Referring expression pointing data
■ ■ ■ ■
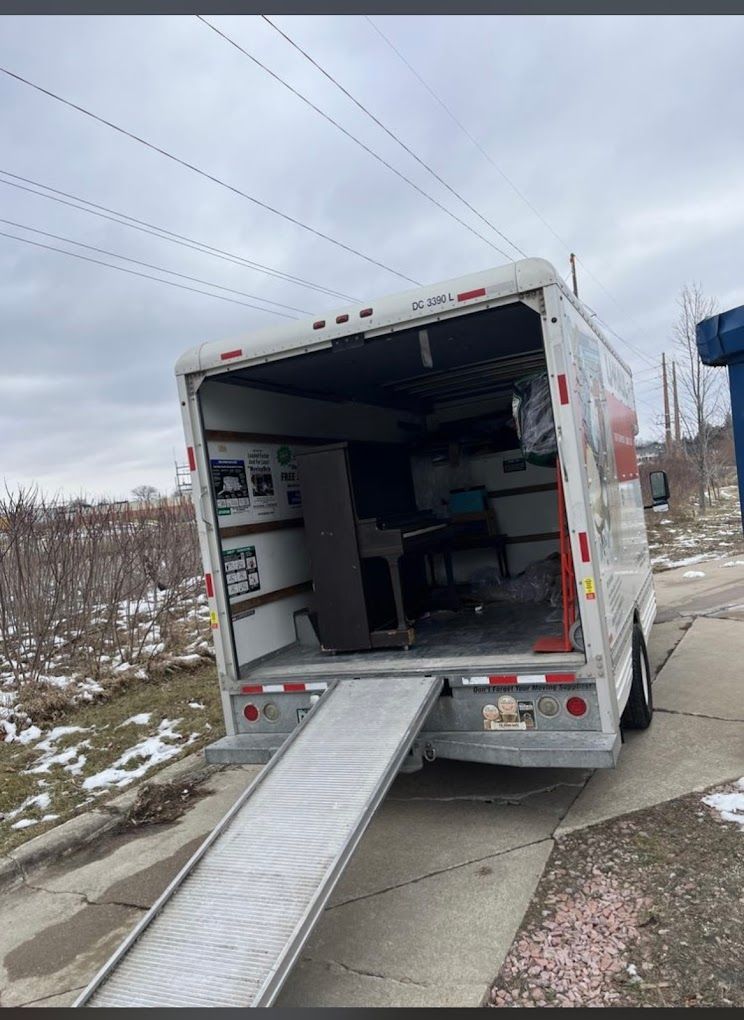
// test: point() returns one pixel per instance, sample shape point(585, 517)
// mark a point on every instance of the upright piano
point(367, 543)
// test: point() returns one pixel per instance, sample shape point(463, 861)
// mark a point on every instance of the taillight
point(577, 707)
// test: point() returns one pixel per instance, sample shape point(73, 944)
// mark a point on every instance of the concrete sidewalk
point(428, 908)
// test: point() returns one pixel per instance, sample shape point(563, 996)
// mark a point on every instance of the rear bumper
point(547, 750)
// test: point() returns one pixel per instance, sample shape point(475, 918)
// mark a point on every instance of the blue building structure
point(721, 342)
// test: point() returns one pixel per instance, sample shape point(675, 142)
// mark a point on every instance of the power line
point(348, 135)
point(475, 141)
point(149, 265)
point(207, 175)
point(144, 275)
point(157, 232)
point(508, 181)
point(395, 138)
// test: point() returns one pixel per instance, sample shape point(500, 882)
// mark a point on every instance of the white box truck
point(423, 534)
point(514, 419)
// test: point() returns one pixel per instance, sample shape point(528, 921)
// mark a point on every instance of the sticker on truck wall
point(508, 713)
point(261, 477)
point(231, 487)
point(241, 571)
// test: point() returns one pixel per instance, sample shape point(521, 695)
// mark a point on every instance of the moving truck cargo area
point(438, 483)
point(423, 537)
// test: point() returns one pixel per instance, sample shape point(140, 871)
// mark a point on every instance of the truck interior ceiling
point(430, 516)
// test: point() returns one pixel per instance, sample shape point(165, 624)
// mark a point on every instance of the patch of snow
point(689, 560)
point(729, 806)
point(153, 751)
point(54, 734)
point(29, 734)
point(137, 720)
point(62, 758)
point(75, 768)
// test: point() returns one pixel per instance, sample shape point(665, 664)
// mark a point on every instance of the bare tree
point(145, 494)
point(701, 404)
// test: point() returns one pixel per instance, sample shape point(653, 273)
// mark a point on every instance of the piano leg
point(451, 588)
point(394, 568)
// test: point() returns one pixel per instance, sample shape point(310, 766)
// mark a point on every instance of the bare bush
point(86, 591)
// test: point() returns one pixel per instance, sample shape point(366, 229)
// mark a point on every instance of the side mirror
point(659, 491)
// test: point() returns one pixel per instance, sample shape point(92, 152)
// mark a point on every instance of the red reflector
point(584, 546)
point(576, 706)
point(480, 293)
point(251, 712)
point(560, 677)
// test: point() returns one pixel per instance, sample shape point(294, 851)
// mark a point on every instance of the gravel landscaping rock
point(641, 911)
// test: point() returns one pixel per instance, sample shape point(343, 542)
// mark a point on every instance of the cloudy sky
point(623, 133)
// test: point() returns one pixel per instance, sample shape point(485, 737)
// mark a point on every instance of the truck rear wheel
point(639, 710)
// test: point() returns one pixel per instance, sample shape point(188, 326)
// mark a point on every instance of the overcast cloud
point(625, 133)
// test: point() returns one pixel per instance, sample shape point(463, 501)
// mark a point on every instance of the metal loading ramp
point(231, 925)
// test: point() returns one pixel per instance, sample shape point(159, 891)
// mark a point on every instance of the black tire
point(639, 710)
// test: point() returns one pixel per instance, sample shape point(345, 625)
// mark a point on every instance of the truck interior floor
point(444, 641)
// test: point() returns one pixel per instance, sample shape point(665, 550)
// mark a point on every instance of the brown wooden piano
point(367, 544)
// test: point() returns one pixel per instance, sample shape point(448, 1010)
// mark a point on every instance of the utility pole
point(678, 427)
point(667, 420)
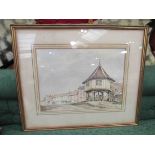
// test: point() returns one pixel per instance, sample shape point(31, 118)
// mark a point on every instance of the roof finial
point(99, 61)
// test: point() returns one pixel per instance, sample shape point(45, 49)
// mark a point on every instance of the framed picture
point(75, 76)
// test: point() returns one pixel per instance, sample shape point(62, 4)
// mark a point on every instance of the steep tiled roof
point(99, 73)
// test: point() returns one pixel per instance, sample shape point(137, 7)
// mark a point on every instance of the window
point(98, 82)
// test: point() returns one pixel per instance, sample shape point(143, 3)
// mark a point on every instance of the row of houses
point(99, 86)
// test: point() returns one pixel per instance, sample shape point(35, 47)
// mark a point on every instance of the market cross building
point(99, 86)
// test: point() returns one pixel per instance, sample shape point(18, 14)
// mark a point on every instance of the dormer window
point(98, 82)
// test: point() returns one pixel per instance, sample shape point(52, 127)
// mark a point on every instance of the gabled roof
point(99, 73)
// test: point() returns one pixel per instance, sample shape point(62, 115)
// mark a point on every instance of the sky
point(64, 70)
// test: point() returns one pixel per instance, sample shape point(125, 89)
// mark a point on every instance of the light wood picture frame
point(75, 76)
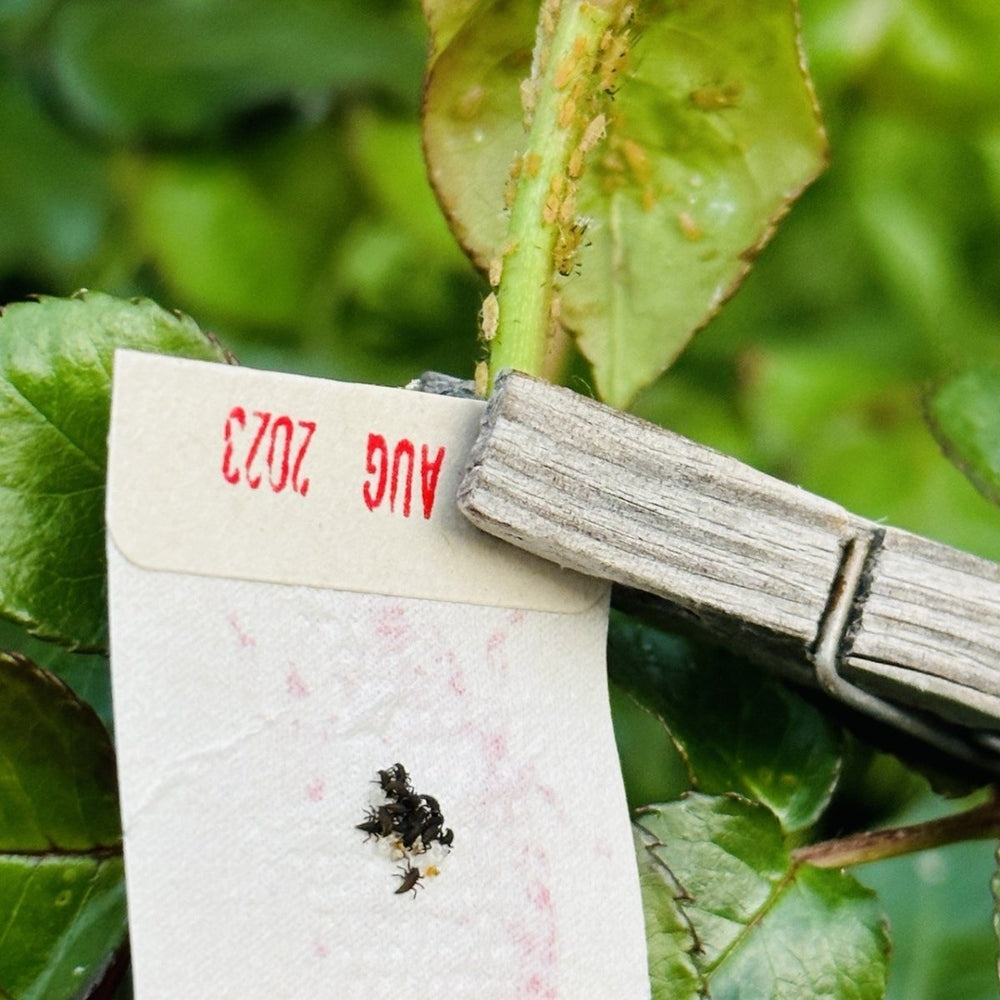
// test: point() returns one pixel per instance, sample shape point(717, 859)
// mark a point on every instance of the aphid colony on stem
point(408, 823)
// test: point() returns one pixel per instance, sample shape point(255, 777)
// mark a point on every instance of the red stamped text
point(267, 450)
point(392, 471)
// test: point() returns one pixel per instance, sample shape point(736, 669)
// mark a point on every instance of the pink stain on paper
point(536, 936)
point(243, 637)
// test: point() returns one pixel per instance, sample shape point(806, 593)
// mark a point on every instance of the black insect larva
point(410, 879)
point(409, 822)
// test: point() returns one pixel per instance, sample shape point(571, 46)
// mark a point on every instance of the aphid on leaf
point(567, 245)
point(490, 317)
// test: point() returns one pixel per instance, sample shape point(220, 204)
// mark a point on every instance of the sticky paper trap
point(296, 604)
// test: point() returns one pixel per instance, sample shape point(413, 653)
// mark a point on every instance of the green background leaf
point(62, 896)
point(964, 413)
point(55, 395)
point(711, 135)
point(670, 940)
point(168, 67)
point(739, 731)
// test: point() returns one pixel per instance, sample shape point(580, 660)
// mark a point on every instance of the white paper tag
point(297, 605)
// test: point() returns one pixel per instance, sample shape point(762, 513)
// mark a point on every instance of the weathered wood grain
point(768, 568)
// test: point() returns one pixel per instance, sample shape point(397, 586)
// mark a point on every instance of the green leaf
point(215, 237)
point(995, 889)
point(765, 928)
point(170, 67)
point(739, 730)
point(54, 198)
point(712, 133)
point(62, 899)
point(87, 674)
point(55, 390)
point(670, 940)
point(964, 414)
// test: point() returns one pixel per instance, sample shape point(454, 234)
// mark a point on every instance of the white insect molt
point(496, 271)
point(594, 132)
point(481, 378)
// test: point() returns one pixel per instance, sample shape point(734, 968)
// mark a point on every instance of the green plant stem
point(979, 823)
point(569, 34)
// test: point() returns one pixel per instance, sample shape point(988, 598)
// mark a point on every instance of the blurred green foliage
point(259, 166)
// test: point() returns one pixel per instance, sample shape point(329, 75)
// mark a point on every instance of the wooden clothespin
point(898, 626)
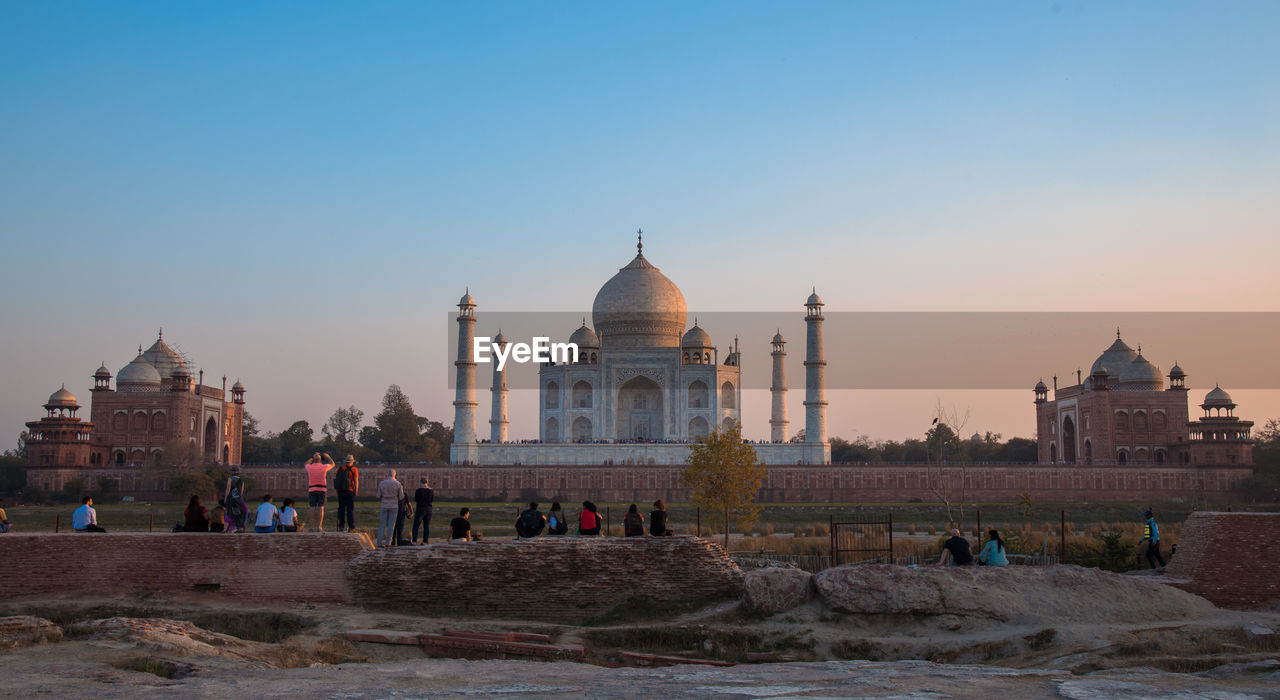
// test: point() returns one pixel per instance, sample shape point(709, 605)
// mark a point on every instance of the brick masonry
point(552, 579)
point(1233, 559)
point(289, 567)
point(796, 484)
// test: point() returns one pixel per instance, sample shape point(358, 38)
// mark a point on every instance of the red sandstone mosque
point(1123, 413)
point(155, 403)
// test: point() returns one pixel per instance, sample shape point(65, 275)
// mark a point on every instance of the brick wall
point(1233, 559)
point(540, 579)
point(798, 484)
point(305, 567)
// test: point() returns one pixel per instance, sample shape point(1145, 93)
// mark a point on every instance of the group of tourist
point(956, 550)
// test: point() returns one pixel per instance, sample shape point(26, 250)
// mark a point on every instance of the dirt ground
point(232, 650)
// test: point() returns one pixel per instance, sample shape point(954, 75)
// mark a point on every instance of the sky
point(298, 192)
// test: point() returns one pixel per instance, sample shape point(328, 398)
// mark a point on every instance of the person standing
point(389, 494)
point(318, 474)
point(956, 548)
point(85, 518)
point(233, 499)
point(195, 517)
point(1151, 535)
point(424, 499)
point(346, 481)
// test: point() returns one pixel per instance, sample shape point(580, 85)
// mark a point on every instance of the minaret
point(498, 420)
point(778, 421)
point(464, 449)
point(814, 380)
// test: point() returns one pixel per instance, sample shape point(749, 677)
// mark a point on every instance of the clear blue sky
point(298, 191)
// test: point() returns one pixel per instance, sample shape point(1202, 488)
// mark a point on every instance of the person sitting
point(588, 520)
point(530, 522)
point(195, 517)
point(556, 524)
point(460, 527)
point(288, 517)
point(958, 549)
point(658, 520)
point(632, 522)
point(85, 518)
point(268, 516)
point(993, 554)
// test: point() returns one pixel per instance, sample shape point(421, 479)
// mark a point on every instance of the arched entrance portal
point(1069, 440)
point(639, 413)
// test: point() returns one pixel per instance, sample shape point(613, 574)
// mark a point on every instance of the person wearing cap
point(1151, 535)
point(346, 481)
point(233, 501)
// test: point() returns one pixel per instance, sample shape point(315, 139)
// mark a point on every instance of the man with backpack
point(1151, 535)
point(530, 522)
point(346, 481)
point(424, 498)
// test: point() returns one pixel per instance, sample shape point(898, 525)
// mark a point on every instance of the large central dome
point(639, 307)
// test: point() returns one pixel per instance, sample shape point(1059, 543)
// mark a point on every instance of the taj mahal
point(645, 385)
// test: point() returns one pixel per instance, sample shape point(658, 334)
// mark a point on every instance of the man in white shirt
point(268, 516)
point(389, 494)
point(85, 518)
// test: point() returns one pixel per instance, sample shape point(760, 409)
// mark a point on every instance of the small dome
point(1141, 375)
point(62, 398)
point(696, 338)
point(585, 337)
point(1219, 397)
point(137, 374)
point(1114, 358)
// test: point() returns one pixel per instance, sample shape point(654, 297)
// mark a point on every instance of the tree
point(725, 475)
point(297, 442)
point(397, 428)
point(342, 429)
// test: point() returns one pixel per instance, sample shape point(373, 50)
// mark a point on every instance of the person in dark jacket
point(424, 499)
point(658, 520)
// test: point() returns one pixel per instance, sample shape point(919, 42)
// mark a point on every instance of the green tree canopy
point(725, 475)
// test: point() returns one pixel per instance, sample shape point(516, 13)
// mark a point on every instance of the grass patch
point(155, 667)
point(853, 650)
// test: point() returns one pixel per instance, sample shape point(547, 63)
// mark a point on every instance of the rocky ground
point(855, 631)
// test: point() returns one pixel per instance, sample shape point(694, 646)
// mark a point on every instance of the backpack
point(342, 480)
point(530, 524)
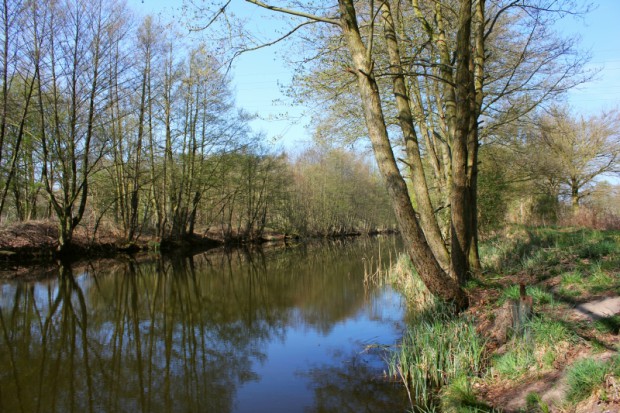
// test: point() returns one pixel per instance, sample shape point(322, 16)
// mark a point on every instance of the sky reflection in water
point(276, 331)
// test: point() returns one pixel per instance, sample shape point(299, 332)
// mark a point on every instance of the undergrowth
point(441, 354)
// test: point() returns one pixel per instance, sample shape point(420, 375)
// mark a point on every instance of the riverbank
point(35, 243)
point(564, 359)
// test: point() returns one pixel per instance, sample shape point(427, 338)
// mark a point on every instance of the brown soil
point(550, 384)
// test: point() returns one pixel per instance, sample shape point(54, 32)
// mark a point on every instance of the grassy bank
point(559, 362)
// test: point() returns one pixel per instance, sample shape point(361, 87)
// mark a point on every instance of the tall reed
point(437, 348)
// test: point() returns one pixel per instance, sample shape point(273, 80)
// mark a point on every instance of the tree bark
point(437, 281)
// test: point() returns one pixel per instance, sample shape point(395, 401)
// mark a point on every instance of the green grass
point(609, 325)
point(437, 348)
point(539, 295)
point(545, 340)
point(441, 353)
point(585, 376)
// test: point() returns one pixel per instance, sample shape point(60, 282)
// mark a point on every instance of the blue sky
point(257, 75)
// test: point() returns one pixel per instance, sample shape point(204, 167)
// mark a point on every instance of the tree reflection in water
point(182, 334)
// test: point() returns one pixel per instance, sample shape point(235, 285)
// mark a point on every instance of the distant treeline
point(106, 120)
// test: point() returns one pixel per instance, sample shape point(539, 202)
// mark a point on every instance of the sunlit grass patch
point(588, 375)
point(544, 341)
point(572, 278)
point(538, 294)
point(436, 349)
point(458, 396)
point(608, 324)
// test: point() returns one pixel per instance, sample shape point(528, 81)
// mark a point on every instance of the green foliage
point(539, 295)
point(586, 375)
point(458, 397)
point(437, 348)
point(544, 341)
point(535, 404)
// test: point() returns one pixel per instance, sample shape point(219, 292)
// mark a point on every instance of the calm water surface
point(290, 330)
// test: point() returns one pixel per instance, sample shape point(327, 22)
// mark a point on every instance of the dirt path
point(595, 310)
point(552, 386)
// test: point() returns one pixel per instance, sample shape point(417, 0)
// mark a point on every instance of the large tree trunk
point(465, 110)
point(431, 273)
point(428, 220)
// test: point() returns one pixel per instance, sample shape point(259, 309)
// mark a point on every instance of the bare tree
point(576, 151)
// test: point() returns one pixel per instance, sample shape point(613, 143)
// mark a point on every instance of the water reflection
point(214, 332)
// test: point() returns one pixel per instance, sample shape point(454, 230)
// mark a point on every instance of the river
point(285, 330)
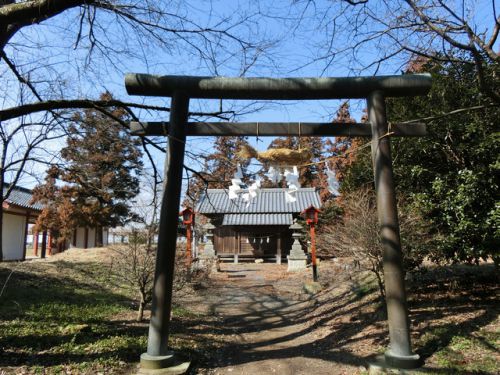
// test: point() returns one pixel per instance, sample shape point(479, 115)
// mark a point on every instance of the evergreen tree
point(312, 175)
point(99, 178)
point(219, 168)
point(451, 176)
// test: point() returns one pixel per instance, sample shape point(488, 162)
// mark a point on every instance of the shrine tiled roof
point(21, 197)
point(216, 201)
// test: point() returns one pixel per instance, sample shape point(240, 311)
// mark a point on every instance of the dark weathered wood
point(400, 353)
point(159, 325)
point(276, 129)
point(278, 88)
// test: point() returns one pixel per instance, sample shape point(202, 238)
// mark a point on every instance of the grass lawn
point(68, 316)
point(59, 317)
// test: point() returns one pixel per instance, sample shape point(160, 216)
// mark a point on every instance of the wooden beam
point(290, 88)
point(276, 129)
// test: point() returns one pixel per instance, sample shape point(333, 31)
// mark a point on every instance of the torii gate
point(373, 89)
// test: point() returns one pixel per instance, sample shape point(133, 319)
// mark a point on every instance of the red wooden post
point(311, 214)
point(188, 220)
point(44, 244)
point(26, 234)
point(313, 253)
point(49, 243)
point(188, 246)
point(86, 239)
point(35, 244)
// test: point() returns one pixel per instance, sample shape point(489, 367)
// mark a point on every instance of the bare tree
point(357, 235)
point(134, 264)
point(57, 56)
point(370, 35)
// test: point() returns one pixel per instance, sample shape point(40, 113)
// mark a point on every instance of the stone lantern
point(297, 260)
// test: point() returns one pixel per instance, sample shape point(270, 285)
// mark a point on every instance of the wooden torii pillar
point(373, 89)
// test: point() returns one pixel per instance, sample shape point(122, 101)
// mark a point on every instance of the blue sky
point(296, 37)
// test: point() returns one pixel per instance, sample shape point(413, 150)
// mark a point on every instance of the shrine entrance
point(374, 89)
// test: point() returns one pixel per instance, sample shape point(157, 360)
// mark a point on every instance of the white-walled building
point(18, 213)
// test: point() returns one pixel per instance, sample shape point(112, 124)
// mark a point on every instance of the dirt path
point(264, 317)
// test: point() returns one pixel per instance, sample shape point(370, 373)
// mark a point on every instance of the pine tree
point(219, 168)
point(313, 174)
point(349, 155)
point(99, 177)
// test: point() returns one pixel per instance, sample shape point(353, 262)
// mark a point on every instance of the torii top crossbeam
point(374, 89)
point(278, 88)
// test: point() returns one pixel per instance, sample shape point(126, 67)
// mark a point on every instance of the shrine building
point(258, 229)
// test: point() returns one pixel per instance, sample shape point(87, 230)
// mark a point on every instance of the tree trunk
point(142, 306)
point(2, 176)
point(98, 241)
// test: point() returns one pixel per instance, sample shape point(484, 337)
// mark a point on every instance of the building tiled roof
■ ■ ■ ■
◆ **Exercise goal**: Taking the entries above, extract every line from the one bearing "shape point(417, 0)" through the one bearing "shape point(133, 319)", exactly, with no pictures.

◆ **Task output**:
// test: point() returns one pixel per instance, sample shape point(417, 0)
// mark a point on every instance of the large tree trunk
point(465, 110)
point(431, 273)
point(428, 220)
// test: point() returns one pixel per instance, sample shape point(259, 309)
// mark a point on every instance of the bare tree
point(576, 151)
// test: point() returns one pixel per instance, sample shape point(613, 143)
// mark a point on every instance of the water reflection
point(214, 332)
// test: point() returns one pixel per instance, sample shape point(454, 230)
// mark a point on every instance of the river
point(285, 330)
// test: point() returns one pixel per instance, sample shape point(479, 115)
// mark a point on every instance of the evergreen tree
point(312, 175)
point(99, 178)
point(219, 168)
point(451, 176)
// test: point() returns one pixel per instance, sample shape point(488, 162)
// mark a point on every instance of the shrine tiled roof
point(21, 197)
point(216, 201)
// test: point() returns one pixel per instance, sample shape point(240, 311)
// mark a point on every instance of the dark weathered wood
point(400, 353)
point(159, 325)
point(276, 129)
point(278, 88)
// test: point() returns one pixel per instance, sample shape point(202, 238)
// mark a point on every instance of the grass lawn
point(68, 316)
point(59, 317)
// test: point() returns one pixel per instance, sample shape point(160, 216)
// mark a point on every instance of the wooden beam
point(290, 88)
point(276, 129)
// test: point() returns one pixel per instance, sample shape point(333, 31)
// mark a point on every instance of the torii gate
point(373, 89)
// test: point() returns one pixel per instance, sample shape point(133, 319)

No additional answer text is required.